> [What to produce]
Could you edit the records below so that "bracelet" is replaced with "wristband" and everything else stays the same?

> [Data records]

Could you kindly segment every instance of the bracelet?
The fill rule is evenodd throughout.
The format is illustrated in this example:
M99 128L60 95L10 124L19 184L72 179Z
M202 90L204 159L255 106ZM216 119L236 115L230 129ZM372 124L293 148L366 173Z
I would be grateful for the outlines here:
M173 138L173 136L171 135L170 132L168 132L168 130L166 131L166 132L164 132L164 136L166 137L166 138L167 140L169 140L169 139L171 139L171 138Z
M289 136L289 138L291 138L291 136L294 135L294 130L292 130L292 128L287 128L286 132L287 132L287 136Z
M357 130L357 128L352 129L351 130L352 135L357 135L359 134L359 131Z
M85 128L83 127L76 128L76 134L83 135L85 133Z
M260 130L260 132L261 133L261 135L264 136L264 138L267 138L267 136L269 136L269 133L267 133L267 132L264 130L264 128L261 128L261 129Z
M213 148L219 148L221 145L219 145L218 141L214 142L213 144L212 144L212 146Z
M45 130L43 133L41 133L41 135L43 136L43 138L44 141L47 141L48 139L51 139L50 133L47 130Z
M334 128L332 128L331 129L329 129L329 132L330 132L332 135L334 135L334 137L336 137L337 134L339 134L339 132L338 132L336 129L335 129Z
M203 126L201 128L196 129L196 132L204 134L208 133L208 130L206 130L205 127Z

> [Result below]
Could you kindly segment every instance of the wristband?
The fill rule is evenodd throughout.
The format is illustrated in this example:
M99 128L60 95L10 124L19 184L72 179Z
M202 90L204 159L255 106ZM216 119L236 115L230 129ZM372 124L293 148L366 173Z
I would be grateful for the outlines here:
M173 138L173 136L171 135L170 132L168 132L168 130L166 131L166 132L164 132L164 136L166 137L166 138L167 140L169 140L169 139L171 139L171 138Z
M289 136L289 138L291 138L291 136L294 135L294 130L292 130L292 128L287 128L286 132L287 132L287 136Z
M357 130L357 128L352 129L351 130L352 135L357 135L359 134L359 131Z
M85 128L83 127L76 128L76 134L83 135L85 133Z
M260 130L260 132L261 133L261 135L264 136L264 138L267 138L267 136L269 136L269 133L267 133L267 132L264 130L264 128L261 128L261 129Z
M213 148L219 148L221 145L219 145L218 141L214 142L213 144L212 144L212 146Z
M45 130L43 133L41 133L41 135L43 136L43 138L44 141L47 141L48 139L51 139L50 133L47 130Z
M334 128L332 128L331 129L329 129L329 132L330 132L332 135L334 135L334 137L336 137L337 134L339 134L339 132L338 132L336 129L335 129Z
M203 126L201 128L196 129L196 132L204 134L208 133L208 130L206 130L205 127Z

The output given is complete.